→ ACTIVITY
Exactly those lines that run from the one containing "Target: horse ear" through the last line of the entries below should be printed, and no others.

→ RECORDS SUPPLIED

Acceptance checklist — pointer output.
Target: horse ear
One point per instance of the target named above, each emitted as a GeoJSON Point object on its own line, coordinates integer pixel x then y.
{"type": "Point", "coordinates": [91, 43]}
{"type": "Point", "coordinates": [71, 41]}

→ EXERCISE OUTPUT
Target: horse ear
One point per instance of the target named above, each emitted as a GeoJSON Point object on its own line, coordinates integer pixel x then y.
{"type": "Point", "coordinates": [91, 43]}
{"type": "Point", "coordinates": [71, 41]}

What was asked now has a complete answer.